DATA:

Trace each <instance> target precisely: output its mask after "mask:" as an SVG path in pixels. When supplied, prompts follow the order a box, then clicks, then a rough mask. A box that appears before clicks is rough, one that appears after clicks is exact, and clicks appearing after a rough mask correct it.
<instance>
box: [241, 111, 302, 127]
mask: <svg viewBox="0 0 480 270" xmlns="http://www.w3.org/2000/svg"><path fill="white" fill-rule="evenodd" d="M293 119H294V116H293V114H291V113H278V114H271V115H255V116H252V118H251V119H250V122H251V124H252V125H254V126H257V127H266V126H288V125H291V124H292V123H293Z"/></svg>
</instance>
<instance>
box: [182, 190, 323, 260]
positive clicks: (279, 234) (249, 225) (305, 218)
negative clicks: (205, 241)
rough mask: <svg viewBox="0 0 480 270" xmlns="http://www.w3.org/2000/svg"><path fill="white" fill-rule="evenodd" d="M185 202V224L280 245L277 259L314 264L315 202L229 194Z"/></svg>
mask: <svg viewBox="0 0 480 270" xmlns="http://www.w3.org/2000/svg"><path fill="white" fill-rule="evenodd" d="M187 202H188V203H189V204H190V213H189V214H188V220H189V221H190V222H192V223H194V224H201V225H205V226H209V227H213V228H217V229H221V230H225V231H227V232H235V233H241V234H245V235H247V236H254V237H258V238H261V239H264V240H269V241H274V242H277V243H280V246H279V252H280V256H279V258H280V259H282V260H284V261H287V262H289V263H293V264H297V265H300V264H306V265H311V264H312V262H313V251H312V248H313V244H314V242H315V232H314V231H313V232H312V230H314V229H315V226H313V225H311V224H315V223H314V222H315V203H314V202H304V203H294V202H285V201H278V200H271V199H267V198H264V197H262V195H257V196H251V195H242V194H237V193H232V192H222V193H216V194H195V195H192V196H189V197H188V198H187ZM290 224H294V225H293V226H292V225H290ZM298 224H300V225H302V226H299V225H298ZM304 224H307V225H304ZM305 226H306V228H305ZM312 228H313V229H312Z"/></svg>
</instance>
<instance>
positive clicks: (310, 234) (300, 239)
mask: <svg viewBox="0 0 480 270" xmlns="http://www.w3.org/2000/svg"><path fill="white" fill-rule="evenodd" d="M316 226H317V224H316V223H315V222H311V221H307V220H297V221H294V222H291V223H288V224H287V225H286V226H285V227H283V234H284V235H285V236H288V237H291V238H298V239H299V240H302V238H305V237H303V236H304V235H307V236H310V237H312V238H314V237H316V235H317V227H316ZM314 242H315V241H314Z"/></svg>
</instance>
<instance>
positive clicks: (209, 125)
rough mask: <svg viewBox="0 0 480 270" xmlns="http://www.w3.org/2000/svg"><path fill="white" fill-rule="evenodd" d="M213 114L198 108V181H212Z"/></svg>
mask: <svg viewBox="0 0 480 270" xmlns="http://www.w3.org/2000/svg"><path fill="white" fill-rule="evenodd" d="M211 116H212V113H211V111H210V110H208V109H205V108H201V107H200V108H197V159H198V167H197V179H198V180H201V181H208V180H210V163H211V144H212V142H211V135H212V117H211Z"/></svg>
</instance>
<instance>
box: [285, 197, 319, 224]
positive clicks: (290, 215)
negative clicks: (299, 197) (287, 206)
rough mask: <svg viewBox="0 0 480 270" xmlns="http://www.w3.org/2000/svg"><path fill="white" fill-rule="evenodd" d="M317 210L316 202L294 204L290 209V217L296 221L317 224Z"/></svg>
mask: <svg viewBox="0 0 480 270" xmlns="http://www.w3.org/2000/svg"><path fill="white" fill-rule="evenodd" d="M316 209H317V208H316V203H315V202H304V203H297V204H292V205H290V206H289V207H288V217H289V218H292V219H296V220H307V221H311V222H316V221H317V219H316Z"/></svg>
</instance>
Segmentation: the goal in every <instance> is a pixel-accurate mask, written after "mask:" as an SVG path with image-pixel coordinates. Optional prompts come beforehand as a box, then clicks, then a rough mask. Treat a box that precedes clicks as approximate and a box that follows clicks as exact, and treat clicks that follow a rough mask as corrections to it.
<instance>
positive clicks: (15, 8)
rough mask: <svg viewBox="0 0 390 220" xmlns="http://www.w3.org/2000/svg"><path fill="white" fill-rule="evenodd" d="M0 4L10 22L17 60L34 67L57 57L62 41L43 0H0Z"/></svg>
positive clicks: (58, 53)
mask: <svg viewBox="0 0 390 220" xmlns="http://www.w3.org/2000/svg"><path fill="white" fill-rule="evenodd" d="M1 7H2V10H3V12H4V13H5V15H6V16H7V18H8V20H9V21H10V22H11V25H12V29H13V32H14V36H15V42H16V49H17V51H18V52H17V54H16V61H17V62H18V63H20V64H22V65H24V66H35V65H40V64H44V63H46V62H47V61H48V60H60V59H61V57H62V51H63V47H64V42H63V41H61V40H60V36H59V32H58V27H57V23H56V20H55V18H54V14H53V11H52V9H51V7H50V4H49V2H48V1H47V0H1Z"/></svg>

ABOUT THIS TASK: Render the part of the records that runs from the start through the line containing "box: [241, 111, 302, 127]" as a Markdown table with the columns Row and Line. Give each line its own numbered row, and leave out blank lines.

ANSWER BELOW:
| Row | Line |
|---|---|
| 1 | Trace each <instance> target precisely: output its mask after "mask:" as an SVG path in pixels. When supplied, prompts follow the order a box, then clicks, then a rough mask. A box that appears before clicks is rough, one that appears after clicks is exact, and clicks appearing after a rough mask correct it. |
| 2 | <instance> |
| 3 | box: [241, 111, 302, 127] |